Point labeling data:
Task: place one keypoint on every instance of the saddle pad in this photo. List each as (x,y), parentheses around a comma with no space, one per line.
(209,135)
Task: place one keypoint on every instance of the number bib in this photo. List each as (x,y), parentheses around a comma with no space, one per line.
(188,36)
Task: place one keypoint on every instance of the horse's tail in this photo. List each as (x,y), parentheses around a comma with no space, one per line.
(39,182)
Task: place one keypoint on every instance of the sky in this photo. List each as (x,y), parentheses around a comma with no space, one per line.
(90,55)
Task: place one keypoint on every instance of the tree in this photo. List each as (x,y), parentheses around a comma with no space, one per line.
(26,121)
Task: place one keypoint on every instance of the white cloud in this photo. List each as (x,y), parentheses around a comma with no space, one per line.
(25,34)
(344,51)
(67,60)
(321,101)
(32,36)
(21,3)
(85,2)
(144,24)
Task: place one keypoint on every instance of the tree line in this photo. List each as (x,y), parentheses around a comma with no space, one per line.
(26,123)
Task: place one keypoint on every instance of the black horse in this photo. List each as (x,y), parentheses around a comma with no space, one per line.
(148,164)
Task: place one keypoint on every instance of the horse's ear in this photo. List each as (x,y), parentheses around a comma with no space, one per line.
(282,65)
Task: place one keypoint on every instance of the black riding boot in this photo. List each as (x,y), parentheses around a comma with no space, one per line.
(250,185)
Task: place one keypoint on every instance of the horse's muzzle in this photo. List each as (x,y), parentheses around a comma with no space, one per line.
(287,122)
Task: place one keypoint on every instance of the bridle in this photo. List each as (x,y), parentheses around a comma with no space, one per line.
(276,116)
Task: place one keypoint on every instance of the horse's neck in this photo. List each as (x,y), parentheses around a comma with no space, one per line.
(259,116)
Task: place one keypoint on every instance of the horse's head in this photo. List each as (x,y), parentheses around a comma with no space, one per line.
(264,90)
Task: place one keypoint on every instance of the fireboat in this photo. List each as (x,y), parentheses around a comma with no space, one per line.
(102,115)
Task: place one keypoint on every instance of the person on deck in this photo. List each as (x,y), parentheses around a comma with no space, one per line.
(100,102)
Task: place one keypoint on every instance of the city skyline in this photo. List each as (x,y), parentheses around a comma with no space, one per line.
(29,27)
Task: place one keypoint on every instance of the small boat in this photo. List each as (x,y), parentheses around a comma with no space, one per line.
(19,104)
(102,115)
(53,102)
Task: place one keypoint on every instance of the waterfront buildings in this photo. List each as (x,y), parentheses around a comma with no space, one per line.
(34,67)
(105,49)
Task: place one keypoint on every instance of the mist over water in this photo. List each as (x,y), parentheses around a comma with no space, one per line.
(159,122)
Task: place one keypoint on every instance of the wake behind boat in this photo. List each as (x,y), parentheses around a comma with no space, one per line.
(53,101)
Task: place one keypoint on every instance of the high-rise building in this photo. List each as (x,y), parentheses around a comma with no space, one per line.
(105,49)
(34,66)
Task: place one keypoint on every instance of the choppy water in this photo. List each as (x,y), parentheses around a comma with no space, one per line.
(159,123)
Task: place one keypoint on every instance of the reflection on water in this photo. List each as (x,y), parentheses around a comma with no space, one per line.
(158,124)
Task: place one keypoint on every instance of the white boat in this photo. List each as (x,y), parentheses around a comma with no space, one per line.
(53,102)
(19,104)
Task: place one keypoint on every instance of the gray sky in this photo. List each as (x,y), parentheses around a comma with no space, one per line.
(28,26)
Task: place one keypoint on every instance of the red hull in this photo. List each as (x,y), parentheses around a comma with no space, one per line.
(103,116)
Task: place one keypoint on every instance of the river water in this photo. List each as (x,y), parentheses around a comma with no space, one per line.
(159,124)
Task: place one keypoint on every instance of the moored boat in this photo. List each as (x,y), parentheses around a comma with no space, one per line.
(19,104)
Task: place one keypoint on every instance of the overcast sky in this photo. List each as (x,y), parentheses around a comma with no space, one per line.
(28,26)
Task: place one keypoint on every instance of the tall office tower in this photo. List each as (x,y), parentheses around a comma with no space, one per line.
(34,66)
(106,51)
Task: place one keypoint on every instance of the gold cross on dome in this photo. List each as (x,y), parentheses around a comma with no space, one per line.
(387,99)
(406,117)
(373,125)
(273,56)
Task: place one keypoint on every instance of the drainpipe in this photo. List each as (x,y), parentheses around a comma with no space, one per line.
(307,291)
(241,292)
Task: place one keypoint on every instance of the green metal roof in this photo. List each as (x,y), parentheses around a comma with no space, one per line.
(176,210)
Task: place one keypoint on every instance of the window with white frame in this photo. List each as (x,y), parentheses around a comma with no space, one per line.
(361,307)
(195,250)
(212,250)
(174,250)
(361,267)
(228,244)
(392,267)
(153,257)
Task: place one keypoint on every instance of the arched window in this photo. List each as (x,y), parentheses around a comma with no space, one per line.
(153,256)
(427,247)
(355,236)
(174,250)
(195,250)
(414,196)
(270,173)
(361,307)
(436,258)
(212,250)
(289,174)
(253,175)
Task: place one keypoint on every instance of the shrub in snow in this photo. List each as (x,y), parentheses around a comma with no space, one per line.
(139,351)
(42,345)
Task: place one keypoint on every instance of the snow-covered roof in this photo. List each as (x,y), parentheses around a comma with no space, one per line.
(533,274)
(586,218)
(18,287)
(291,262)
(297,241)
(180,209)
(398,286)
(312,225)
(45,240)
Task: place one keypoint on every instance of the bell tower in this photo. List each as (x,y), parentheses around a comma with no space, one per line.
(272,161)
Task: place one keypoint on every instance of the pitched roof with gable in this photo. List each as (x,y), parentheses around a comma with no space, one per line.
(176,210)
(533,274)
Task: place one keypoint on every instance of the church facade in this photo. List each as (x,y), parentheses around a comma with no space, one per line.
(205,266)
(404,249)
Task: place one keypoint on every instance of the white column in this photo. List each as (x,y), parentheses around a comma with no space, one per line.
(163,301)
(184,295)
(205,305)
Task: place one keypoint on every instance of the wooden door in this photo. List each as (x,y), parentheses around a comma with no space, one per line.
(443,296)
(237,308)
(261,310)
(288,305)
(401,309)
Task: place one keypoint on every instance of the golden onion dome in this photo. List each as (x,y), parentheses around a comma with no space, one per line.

» PROBLEM REQUIREMENTS: Shift every answer point in the data by adding 35 to both its x and y coordinates, and write out the stretch from the line containing "Task: place one keypoint on every instance of the bell" through the end of the data, with all request lines included.

» THE SOLUTION:
Task: place one keypoint on every instance of the bell tower in this photo. List each as (x,y), parentheses around a comma with no space, one per line.
(307,196)
Task: place one keypoint on every instance of the pitched roof with gable in this photo. List each as (x,y), parentheses around a comma with no space, one per line.
(211,245)
(568,309)
Task: place one keypoint on every instance of the church facade in this photo. List each as (x,y), parentheses around a comma with no space, one per line.
(240,301)
(439,284)
Task: place one keypoint on every instance of the white column in this photo. List each as (x,y), parentheses around a comma with no space, one per line.
(198,336)
(219,330)
(240,340)
Task: place one keypoint on every instance of the wooden door in this photo. List each as (x,y), parentheses around a comma with no space, one per line.
(478,331)
(272,343)
(296,345)
(323,340)
(436,344)
Task: place one keypoint on every instance of the golden onion dome in this photo. List each as (x,y), parentheses around a comma with no space, one per line.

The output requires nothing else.